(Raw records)
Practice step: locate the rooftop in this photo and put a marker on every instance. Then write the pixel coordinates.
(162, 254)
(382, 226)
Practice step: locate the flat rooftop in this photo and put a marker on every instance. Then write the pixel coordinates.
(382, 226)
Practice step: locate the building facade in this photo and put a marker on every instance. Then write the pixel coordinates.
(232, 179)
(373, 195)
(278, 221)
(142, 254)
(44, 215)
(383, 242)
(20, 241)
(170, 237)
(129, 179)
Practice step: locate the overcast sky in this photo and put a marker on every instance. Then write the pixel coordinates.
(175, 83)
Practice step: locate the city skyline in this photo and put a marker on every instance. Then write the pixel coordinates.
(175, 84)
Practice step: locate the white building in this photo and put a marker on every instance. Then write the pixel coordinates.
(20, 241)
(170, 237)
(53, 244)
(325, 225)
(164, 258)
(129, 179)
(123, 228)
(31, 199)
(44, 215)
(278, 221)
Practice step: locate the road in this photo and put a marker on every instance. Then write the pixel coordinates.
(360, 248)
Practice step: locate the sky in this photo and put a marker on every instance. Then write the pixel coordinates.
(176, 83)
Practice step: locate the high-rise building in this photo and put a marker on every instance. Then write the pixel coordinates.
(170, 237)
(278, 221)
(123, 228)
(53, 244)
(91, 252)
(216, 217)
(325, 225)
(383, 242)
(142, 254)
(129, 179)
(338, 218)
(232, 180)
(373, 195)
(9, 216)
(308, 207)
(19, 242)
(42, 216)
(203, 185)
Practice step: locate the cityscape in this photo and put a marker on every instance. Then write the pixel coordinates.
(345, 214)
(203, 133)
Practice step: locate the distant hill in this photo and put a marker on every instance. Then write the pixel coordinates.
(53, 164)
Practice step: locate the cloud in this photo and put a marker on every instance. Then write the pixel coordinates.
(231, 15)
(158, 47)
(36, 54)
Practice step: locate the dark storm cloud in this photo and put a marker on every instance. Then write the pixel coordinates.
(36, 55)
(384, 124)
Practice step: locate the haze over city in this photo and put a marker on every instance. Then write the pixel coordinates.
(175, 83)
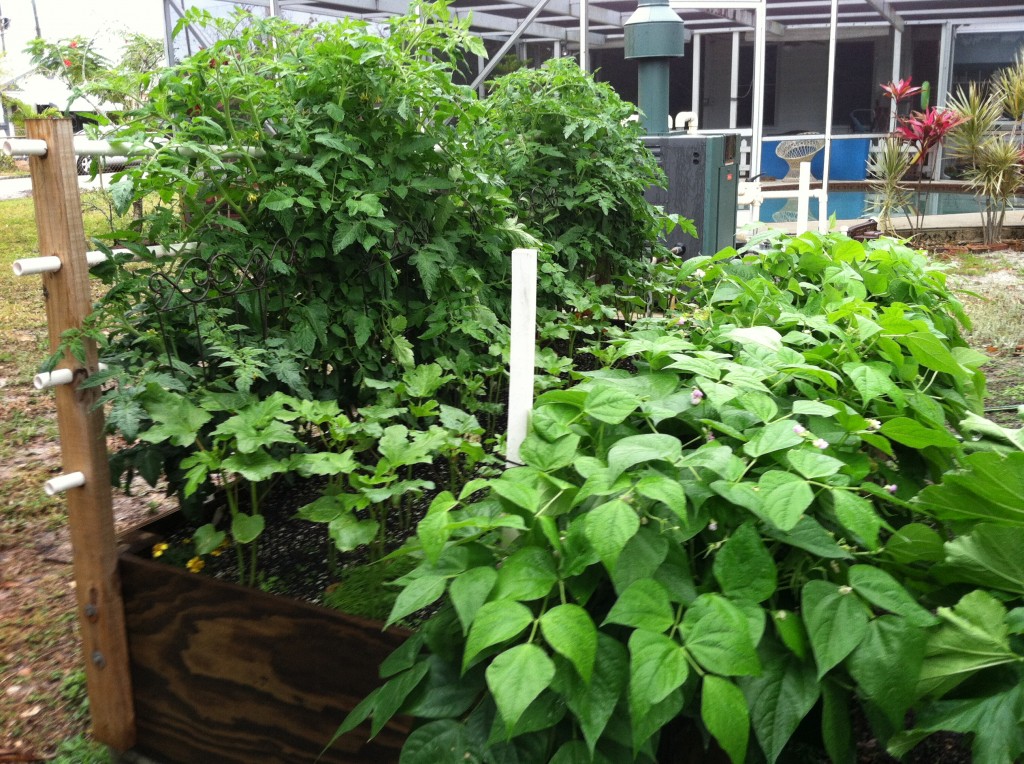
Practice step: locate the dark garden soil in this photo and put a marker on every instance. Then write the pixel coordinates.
(40, 697)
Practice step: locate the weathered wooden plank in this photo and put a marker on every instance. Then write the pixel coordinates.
(227, 674)
(83, 446)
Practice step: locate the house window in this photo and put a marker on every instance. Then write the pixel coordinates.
(744, 103)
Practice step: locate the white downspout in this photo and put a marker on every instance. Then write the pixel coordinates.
(823, 199)
(734, 81)
(758, 102)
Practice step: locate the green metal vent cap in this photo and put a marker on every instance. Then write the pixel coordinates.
(654, 31)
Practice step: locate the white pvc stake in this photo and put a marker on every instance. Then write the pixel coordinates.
(24, 147)
(61, 483)
(30, 265)
(521, 353)
(804, 197)
(52, 379)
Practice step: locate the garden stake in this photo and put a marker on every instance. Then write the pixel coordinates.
(83, 446)
(523, 339)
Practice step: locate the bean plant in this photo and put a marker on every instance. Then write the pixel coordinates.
(745, 516)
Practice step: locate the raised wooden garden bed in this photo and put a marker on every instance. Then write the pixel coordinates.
(227, 674)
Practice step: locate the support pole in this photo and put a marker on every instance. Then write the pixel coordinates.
(734, 81)
(829, 96)
(804, 197)
(522, 349)
(695, 81)
(584, 35)
(83, 447)
(897, 59)
(758, 101)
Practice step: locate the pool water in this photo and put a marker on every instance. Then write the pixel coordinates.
(854, 205)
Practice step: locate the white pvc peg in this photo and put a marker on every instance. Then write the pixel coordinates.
(30, 265)
(52, 379)
(24, 147)
(61, 483)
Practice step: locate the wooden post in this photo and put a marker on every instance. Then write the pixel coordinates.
(83, 446)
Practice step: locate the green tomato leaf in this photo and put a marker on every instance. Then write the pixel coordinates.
(175, 419)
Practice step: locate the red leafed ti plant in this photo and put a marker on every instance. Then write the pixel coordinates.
(904, 156)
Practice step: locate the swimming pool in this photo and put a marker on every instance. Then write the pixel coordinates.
(858, 204)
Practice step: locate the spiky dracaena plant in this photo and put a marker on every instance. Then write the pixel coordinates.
(994, 160)
(888, 168)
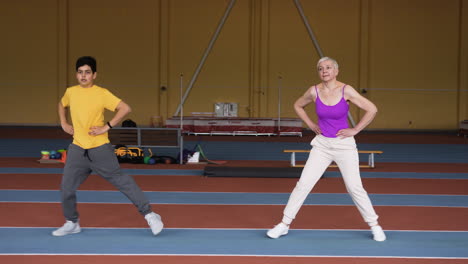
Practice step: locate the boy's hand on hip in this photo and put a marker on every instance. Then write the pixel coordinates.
(98, 130)
(68, 129)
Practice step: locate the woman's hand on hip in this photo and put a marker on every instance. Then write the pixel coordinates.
(347, 132)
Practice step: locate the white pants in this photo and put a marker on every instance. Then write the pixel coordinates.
(344, 153)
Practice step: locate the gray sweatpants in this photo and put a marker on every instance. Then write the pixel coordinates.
(102, 160)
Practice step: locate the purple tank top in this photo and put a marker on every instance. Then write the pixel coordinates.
(332, 118)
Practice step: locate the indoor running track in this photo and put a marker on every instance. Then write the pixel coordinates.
(214, 220)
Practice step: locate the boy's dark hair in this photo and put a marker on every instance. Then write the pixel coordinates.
(86, 60)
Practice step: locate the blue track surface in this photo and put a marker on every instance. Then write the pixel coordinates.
(425, 244)
(223, 150)
(127, 171)
(237, 198)
(330, 174)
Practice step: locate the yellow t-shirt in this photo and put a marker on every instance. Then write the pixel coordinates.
(87, 109)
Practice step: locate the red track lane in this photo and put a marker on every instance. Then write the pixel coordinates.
(236, 216)
(217, 184)
(79, 259)
(380, 167)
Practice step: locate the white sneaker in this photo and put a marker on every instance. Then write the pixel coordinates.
(279, 230)
(154, 221)
(68, 228)
(378, 233)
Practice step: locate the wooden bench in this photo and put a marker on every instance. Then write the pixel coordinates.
(371, 162)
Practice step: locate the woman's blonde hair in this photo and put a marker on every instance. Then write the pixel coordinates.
(328, 58)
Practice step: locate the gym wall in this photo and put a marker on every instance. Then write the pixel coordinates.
(410, 57)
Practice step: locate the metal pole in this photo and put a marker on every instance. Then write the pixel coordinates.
(317, 46)
(205, 55)
(279, 104)
(181, 161)
(309, 29)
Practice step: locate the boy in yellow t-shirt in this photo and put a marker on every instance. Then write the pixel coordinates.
(91, 149)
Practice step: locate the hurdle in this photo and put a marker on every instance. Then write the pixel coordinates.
(370, 163)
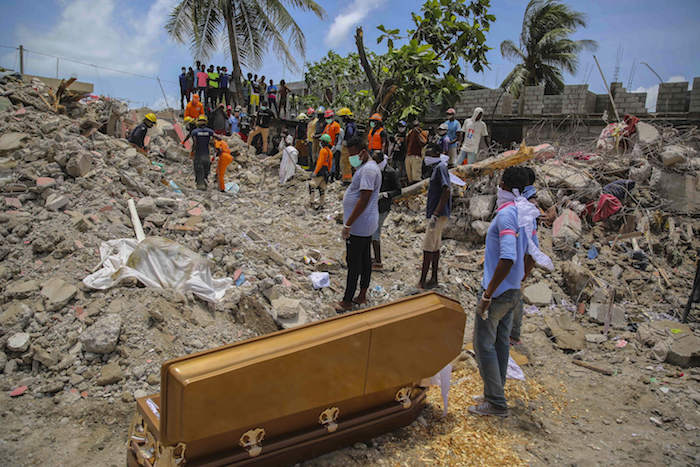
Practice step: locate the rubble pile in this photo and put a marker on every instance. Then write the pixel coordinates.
(65, 181)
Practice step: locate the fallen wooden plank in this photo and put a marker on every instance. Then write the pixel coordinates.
(602, 371)
(485, 167)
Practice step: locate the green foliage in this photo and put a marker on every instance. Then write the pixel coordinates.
(419, 69)
(545, 47)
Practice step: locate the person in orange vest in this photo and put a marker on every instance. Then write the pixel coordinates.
(334, 131)
(194, 108)
(376, 137)
(224, 154)
(319, 179)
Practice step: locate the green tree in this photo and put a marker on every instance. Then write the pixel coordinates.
(426, 69)
(250, 27)
(545, 47)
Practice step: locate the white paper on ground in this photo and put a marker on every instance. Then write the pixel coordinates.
(514, 371)
(160, 263)
(443, 380)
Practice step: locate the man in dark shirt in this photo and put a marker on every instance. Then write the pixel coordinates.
(262, 127)
(184, 89)
(391, 187)
(138, 134)
(201, 136)
(437, 212)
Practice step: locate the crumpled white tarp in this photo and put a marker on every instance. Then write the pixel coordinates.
(160, 263)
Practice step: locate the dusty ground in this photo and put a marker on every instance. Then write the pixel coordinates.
(563, 414)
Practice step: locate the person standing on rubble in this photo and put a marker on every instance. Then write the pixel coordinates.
(202, 79)
(473, 129)
(184, 94)
(390, 188)
(194, 108)
(319, 178)
(349, 132)
(212, 88)
(223, 153)
(360, 221)
(453, 127)
(202, 139)
(310, 132)
(416, 139)
(138, 134)
(262, 128)
(333, 129)
(398, 150)
(437, 213)
(504, 268)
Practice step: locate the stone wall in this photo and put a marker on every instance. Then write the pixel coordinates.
(673, 97)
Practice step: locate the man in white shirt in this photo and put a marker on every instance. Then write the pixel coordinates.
(474, 128)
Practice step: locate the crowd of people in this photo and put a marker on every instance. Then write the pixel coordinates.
(373, 166)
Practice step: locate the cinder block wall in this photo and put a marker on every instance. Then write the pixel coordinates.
(673, 97)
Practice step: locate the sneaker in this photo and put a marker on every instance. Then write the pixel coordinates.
(486, 409)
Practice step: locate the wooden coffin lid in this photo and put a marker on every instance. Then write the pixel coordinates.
(279, 374)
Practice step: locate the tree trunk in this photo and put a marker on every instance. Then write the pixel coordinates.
(365, 64)
(233, 46)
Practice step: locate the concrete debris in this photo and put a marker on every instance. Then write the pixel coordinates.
(18, 342)
(102, 336)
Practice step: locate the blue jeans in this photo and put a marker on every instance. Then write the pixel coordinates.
(492, 346)
(470, 156)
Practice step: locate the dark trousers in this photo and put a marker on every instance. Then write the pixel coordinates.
(184, 96)
(359, 264)
(202, 166)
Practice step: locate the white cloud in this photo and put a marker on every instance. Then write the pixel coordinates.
(351, 16)
(653, 92)
(99, 33)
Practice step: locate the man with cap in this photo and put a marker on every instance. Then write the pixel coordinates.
(202, 138)
(473, 129)
(437, 212)
(138, 134)
(453, 128)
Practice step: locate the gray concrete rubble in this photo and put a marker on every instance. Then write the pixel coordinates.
(65, 184)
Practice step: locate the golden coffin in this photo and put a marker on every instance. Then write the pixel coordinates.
(300, 392)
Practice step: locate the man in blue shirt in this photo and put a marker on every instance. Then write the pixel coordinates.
(453, 127)
(504, 268)
(360, 221)
(437, 212)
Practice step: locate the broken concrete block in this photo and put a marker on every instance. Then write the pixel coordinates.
(57, 293)
(56, 202)
(79, 164)
(648, 134)
(538, 294)
(566, 229)
(481, 207)
(145, 207)
(18, 342)
(111, 373)
(12, 141)
(102, 337)
(21, 289)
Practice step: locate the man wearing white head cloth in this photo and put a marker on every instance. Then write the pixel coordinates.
(289, 160)
(437, 212)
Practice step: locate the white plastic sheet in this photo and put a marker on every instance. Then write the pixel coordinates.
(160, 263)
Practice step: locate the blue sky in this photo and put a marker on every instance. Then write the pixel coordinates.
(128, 35)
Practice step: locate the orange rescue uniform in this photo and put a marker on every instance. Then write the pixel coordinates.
(225, 158)
(194, 108)
(325, 158)
(374, 139)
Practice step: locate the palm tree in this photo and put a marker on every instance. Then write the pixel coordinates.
(545, 47)
(251, 27)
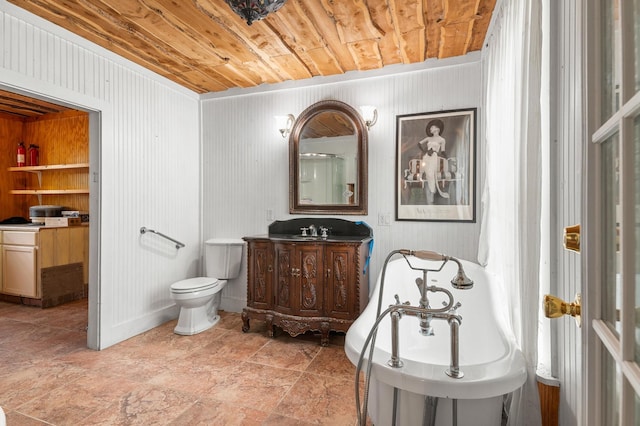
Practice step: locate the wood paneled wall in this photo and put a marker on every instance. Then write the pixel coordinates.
(63, 138)
(11, 129)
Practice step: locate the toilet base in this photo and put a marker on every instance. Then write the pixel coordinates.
(195, 320)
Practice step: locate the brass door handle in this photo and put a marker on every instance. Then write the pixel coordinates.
(555, 307)
(572, 238)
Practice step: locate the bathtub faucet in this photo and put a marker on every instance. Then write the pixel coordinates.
(451, 316)
(427, 314)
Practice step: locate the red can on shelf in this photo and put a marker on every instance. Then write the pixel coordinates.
(34, 155)
(22, 155)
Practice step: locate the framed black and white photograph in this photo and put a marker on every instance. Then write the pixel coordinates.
(436, 166)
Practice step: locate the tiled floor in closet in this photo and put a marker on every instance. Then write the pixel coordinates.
(219, 377)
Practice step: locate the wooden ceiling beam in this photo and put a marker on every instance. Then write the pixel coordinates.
(204, 46)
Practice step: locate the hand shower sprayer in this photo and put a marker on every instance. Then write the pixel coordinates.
(459, 281)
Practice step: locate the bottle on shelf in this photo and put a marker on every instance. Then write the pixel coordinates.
(22, 155)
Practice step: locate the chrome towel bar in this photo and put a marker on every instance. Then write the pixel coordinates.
(144, 230)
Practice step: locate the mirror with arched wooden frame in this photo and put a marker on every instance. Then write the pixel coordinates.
(328, 161)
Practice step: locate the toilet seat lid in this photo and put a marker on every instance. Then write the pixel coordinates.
(194, 284)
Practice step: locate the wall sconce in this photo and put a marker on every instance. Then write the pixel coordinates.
(285, 124)
(369, 115)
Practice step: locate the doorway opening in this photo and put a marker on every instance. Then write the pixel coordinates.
(49, 203)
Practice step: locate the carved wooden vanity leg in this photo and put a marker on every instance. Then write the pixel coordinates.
(270, 327)
(245, 321)
(324, 333)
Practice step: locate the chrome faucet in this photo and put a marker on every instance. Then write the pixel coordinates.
(451, 316)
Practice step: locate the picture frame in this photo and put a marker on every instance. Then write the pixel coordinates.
(436, 166)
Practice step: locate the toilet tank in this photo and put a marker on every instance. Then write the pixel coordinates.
(223, 258)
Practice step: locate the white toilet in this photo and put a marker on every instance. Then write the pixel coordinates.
(199, 298)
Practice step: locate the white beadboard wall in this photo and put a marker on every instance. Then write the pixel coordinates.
(567, 181)
(246, 161)
(146, 167)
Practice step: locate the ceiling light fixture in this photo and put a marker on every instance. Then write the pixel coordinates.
(369, 115)
(285, 124)
(254, 10)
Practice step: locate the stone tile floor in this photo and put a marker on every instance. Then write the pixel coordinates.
(219, 377)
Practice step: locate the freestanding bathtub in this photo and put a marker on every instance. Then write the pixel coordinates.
(492, 365)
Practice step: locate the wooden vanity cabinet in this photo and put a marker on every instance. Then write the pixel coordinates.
(315, 285)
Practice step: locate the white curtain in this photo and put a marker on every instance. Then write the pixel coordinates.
(511, 200)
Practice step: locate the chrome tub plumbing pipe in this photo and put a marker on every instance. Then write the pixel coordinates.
(448, 313)
(451, 317)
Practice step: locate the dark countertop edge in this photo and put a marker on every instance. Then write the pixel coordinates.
(34, 228)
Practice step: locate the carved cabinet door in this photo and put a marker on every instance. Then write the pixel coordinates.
(310, 279)
(342, 281)
(299, 282)
(260, 271)
(284, 282)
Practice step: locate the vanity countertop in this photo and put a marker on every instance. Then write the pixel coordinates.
(308, 239)
(30, 227)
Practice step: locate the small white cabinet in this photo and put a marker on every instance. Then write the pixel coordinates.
(19, 263)
(44, 266)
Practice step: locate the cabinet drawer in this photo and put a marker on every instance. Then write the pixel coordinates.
(20, 238)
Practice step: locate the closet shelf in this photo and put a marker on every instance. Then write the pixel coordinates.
(49, 167)
(48, 191)
(38, 170)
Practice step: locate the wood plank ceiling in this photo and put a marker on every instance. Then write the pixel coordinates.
(204, 46)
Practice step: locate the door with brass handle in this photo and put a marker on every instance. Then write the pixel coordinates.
(554, 307)
(572, 238)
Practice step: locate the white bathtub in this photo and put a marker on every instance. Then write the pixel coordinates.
(492, 364)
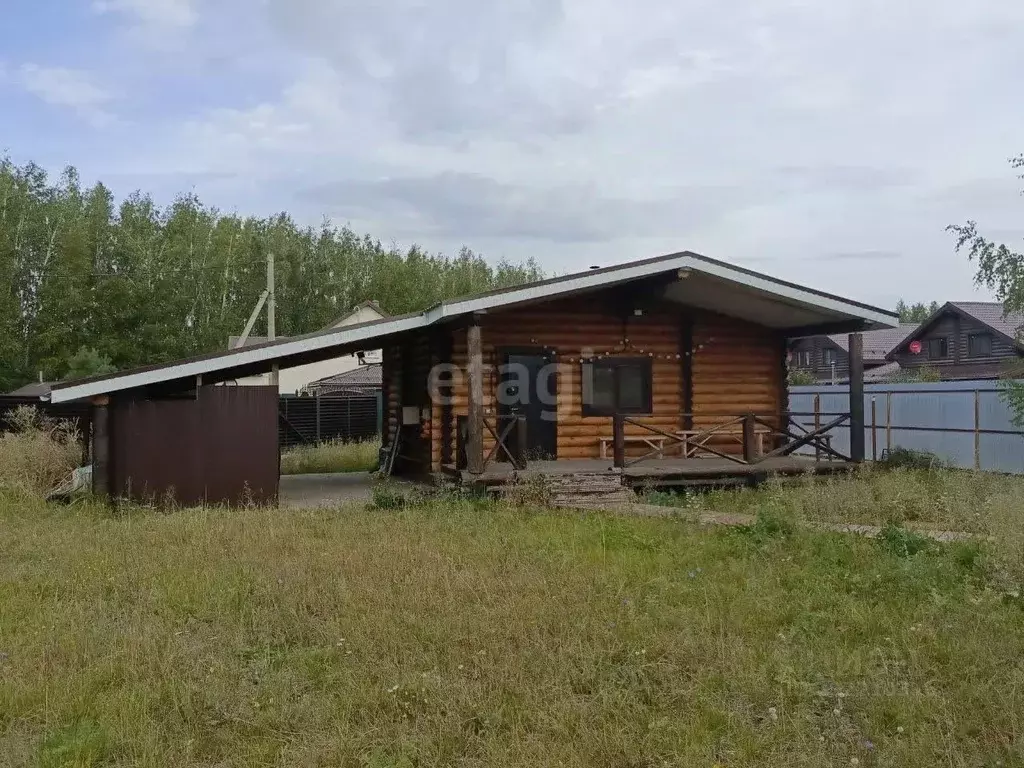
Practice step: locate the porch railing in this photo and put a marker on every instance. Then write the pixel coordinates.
(510, 442)
(791, 435)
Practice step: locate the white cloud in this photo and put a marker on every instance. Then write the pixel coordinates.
(152, 13)
(811, 136)
(72, 89)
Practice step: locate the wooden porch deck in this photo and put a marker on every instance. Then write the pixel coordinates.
(654, 473)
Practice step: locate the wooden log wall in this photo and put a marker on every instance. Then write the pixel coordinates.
(404, 376)
(735, 368)
(568, 328)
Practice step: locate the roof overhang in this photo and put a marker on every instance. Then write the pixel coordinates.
(687, 279)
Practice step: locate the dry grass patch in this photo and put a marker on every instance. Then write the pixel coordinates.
(333, 456)
(461, 633)
(38, 455)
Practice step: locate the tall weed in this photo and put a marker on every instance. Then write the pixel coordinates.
(38, 455)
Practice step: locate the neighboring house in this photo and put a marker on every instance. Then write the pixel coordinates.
(361, 381)
(963, 340)
(294, 380)
(827, 357)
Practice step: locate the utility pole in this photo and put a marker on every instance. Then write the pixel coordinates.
(271, 308)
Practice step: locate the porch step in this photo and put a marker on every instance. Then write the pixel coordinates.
(589, 489)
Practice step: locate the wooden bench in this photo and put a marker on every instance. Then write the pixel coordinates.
(652, 441)
(691, 448)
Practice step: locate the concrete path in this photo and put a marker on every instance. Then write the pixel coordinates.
(306, 492)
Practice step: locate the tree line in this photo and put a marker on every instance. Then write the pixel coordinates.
(95, 285)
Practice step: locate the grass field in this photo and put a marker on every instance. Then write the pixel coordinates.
(460, 633)
(332, 456)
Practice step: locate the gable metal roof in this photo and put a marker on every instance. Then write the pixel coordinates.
(878, 343)
(989, 313)
(287, 351)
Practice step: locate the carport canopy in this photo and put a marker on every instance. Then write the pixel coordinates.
(686, 278)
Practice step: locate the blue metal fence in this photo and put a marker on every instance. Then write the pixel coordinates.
(965, 422)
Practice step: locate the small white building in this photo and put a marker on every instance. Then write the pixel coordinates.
(294, 380)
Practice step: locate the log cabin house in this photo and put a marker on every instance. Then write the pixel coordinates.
(668, 371)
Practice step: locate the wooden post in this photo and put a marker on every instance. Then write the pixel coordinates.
(875, 431)
(889, 422)
(856, 347)
(474, 438)
(521, 445)
(101, 446)
(977, 429)
(750, 439)
(619, 433)
(317, 422)
(817, 424)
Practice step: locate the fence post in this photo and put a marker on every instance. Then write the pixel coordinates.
(977, 429)
(875, 431)
(474, 440)
(889, 422)
(856, 349)
(521, 445)
(817, 424)
(317, 419)
(619, 433)
(750, 446)
(101, 446)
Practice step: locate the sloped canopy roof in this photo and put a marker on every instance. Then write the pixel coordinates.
(686, 278)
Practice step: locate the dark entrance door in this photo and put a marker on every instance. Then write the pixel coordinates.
(528, 388)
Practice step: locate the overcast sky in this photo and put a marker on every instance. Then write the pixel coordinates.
(824, 142)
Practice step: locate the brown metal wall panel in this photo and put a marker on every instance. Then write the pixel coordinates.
(220, 448)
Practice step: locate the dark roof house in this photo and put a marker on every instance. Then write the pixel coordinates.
(359, 381)
(964, 340)
(826, 356)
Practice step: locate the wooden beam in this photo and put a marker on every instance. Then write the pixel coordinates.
(474, 438)
(619, 440)
(101, 446)
(686, 361)
(750, 445)
(856, 347)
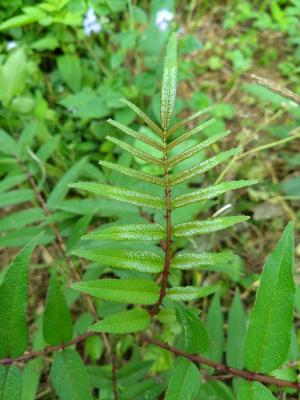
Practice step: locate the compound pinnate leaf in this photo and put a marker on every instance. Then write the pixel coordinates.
(10, 383)
(123, 322)
(209, 192)
(136, 260)
(169, 82)
(69, 376)
(269, 333)
(57, 321)
(131, 291)
(184, 382)
(122, 194)
(13, 303)
(128, 232)
(188, 229)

> _Exercise objective_: Write out word for word every line from the line with "Practice step: locate the brown" through the final line of the records, both included, skipping the pictures.

> _Full answer_:
Practice step: locate the brown metal wall panel in this photo and put a marker on every instance. Then write the pixel coordinates.
(220, 448)
Practice step: locate the dark roof house in this photo and put a marker on every instance. Then write the pixel coordinates.
(359, 381)
(964, 340)
(826, 356)
Practice step: locate the wooden beam in this photo and put a marker on every instance. Then write the pixel coordinates.
(474, 438)
(619, 440)
(101, 446)
(686, 361)
(750, 445)
(856, 347)
Practice step: locate the compound pinnate leaf in this photo and put a marker on every instance. Then write the pixel coordinates.
(10, 383)
(123, 322)
(209, 192)
(136, 260)
(169, 82)
(69, 376)
(269, 333)
(57, 321)
(131, 291)
(184, 382)
(122, 194)
(13, 303)
(128, 232)
(188, 229)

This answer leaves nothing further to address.